* [Reading text]
★ ★ ★ ★

I looked at a couple girls online and the virgins aren't quite what I'm looking for. But my desires are sort of specific and hard to find as I would also like someone tall and maybe has a couple common interests but I'm getting off subject.
I was uber-picky. There were girls other guys would say were pretty, that I ddn't find attractive. There were some celebrities that guys went gaga about, like Julia Roberts, Cindy Crawford, Drew Barrymore, that really didn't float my boat at all. I did not want a specific type of woman for looks, but just not every woman was attractive to me. And I didn't want a woman with chunky or flabby upper arms. And I wanted a wife with certain spiritual characteristics. She had to love God of course. Then there is the issue of having to hit it off. Your personalities have to match. And you need to find someone who likes you back.

If you continue with your girlfriend, you'll have someone you can connect with in certain ways. If not, don't be so glum about prospects. When you post, it says you are 20. Are you really set up and ready to marry at 20? Lot's of men have to wait several more years to be stable or emotionally ready. If you aren't ready to marry now, then during the time it takes to be ready, you may find the woman. There are billions of women in the world, and you have all those promises about praying in faith in scripture, so you can pray and ask God for a good, godly wife.

★ ★ ★ ★

(Data records)
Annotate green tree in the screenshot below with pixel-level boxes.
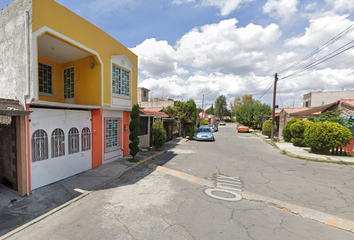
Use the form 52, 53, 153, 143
205, 104, 215, 115
304, 122, 353, 153
262, 120, 278, 137
290, 121, 313, 147
129, 104, 140, 159
162, 106, 177, 118
214, 95, 227, 119
309, 109, 354, 128
281, 118, 301, 142
229, 94, 261, 115
152, 118, 166, 149
236, 103, 271, 129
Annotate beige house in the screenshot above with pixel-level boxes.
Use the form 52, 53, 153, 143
278, 99, 354, 139
303, 90, 354, 107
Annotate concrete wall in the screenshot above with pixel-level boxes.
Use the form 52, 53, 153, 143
303, 90, 354, 107
139, 100, 175, 107
0, 117, 17, 190
0, 0, 32, 105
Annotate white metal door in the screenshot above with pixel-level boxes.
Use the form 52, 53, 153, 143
30, 109, 92, 189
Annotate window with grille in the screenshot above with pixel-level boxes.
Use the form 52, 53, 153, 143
51, 128, 65, 158
112, 64, 130, 96
140, 117, 149, 135
68, 127, 80, 154
31, 129, 48, 162
105, 118, 121, 150
81, 127, 91, 151
38, 63, 53, 94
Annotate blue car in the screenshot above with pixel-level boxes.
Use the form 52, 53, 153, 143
195, 126, 215, 141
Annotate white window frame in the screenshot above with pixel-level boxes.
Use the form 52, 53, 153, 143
38, 62, 56, 97
51, 128, 65, 158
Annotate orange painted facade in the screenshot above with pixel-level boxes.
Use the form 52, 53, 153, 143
91, 109, 103, 169
123, 111, 130, 156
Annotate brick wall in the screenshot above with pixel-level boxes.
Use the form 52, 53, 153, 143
0, 117, 17, 190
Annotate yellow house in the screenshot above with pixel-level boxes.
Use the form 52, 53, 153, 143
0, 0, 138, 195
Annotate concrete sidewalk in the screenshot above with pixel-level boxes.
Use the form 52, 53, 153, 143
256, 133, 354, 163
0, 137, 187, 236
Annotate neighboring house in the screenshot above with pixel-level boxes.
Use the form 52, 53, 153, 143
303, 90, 354, 107
0, 0, 138, 195
139, 108, 168, 148
138, 87, 180, 144
275, 107, 321, 139
198, 111, 217, 124
279, 99, 354, 138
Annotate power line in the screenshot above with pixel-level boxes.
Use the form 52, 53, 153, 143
279, 40, 354, 80
255, 82, 274, 100
279, 24, 354, 73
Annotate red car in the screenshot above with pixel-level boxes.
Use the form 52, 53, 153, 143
237, 124, 250, 132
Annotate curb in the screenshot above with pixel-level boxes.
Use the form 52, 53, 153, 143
254, 133, 353, 165
0, 146, 176, 240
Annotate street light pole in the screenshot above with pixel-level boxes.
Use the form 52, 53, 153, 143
202, 91, 214, 120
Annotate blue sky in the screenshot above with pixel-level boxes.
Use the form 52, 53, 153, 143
0, 0, 354, 108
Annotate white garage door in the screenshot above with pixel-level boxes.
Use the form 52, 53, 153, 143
30, 108, 92, 189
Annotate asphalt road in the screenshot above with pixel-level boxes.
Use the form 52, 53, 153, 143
4, 124, 354, 240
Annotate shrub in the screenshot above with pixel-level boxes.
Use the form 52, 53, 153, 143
262, 120, 277, 137
304, 122, 353, 153
129, 104, 140, 158
199, 118, 208, 126
281, 118, 301, 142
290, 121, 312, 147
152, 118, 166, 149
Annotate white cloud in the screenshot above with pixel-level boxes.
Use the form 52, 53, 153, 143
305, 2, 318, 11
132, 19, 281, 76
139, 74, 269, 108
172, 0, 255, 16
285, 12, 354, 47
326, 0, 354, 13
263, 0, 299, 23
131, 38, 188, 77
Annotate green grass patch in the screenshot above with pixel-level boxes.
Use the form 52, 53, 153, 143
287, 154, 354, 166
128, 158, 140, 163
304, 149, 354, 157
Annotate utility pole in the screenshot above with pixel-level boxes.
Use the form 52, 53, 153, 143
270, 73, 278, 140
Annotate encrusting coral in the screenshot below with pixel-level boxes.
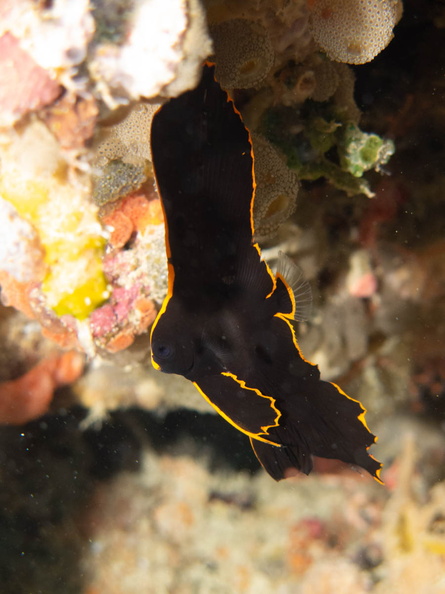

★ ★ ★ ★

* [What to work on]
Decide whether each statement below agrees with the post about finding a wife. Answer yes or no for each, and quote the words from the post that settle it.
1. The writer says Julia Roberts did not appeal to him.
2. The writer wanted a specific type of woman for looks.
3. The post says the person being addressed is 30.

* [Result]
1. Yes: "There were some celebrities that guys went gaga about, like Julia Roberts, Cindy Crawford, Drew Barrymore, that really didn't float my boat at all."
2. No: "I did not want a specific type of woman for looks"
3. No: "When you post, it says you are 20."